### Source
Whether or not literary criticism should be considered a separate field of inquiry from literary theory, or conversely from book reviewing, is a matter of some controversy. For example, the Johns Hopkins Guide to Literary Theory and Criticism draws no distinction between literary theory and literary criticism, and almost always uses them together to describe the same concept. Some critics consider literary criticism a practical application of literary theory, as criticism always deals directly with a literary work, albeit from a theoretical point of view.

Modern literary criticism is often published in essay or book form. Academic literary critics teach in literature departments and publish in academic journals, and more popular critics publish their criticism in broadly circulating periodicals.

Contents

History

Classical and medieval criticism

Literary criticism has existed for as long as literature. The Frogs ("most good poets are dead, only the false live on") is generally cited as the first instance of literary criticism (and cultural pessimism). Aristotle wrote the Poetics, a typology and description of literary forms with many specific criticisms of contemporary works of art, in the 4th century BC. Poetics developed for the first time the concepts of mimesis and catharsis, which are still crucial in literary study. Plato's attacks on poetry as imitative, secondary, and false were formative.

Later classical and medieval criticism often focused on religious texts, and the several long religious traditions of hermeneutics and textual exegesis have had a profound influence on the study of secular texts.

Key texts

Renaissance criticism

The literary criticism of the Renaissance developed classical ideas of unity of form and content into a literary neoclassicism which proclaimed literature to be central to culture and entrusted the poet or author with the preservation of a long literary tradition. The birth of Renaissance criticism started with the recovery of classic texts, most notably, the one of Giorgio Valla's translation of Aristotle's Poetics into Latin in 1498. The work of Aristotle, especially his Poetics, was the most important influence on literary criticism until the later part of the 18th century. One of the most influential of Renaissance critics was Lodovico Castelvetro who wrote 1570 commentaries on Aristotle's Poetics.

19th-century criticism

The British Romantic movement of the early nineteenth century brought new aesthetic ideas to the study of literature, including the idea that the object of literature did not always have to be beautiful, noble, or perfect, but that literature itself could elevate a common subject to the level of the sublime. German Romanticism, which followed closely after the late development of German classicism, emphasized an aesthetic of fragmentation which can seem startlingly modern to a reader of English literature, and valued Witz – that is, "wit" or "humor" of a certain sort – more highly than the apparently serious Anglophone Romanticism.

The late nineteenth century brought several authors better known for their critical writings than for their own literary work, such as Matthew Arnold.

### Written task
For each statement below, say whether it agrees with the passage on literary criticism above, answering yes or no and quoting the words of the passage that decide it.
1. Giorgio Valla translated Aristotle's Poetics into Latin in 1498.
2. The Johns Hopkins Guide to Literary Theory and Criticism draws a clear distinction between literary theory and literary criticism.
3. German Romanticism valued Witz less highly than Anglophone Romanticism did.

### Material provided
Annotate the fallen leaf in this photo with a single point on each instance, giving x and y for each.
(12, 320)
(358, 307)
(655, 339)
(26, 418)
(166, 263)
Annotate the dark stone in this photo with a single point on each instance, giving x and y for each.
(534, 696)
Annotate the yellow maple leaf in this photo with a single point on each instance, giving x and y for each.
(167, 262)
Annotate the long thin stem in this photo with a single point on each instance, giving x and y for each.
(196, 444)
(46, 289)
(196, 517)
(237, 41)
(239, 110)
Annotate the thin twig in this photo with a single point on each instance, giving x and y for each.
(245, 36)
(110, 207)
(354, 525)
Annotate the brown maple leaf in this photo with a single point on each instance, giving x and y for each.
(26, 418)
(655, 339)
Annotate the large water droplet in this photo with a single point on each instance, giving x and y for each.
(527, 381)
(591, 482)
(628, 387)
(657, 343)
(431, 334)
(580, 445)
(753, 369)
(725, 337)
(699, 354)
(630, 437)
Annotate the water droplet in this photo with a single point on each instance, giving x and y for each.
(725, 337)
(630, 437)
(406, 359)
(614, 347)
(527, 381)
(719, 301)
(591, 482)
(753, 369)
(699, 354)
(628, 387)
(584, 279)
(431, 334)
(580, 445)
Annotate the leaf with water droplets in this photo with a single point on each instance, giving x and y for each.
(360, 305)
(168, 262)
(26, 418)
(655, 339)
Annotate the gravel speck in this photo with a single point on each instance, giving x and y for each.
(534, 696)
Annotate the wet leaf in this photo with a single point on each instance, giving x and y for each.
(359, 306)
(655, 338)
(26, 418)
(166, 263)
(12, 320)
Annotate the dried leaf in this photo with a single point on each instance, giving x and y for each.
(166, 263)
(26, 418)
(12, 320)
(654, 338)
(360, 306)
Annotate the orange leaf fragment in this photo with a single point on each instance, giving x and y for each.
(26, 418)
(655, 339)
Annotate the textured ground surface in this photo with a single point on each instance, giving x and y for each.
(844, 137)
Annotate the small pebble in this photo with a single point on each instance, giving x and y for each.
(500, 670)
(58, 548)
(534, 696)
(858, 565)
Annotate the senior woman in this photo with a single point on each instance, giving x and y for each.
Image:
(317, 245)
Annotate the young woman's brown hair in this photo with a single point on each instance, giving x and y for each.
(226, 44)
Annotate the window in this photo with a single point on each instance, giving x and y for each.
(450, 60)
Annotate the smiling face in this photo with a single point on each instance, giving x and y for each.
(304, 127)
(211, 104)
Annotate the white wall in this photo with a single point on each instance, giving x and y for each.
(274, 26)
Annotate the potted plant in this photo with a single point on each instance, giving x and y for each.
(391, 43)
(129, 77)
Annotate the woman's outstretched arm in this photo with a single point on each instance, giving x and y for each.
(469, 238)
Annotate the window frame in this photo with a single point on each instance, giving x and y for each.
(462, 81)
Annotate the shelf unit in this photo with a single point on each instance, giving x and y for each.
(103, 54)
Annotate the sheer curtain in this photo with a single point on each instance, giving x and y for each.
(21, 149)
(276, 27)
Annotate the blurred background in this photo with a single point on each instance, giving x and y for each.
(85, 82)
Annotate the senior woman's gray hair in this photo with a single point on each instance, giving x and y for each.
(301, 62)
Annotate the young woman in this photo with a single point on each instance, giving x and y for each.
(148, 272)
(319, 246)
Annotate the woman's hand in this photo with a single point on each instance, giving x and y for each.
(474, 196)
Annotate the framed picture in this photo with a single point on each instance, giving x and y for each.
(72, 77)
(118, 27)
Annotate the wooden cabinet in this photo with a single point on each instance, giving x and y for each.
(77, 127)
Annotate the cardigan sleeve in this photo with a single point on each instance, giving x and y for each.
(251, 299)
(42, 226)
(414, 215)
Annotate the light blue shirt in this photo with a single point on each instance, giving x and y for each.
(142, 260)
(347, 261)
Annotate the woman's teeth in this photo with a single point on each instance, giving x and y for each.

### The completed task
1. Yes: "Giorgio Valla's translation of Aristotle's Poetics into Latin in 1498"
2. No: "draws no distinction between literary theory and literary criticism"
3. No: "more highly than the apparently serious Anglophone Romanticism"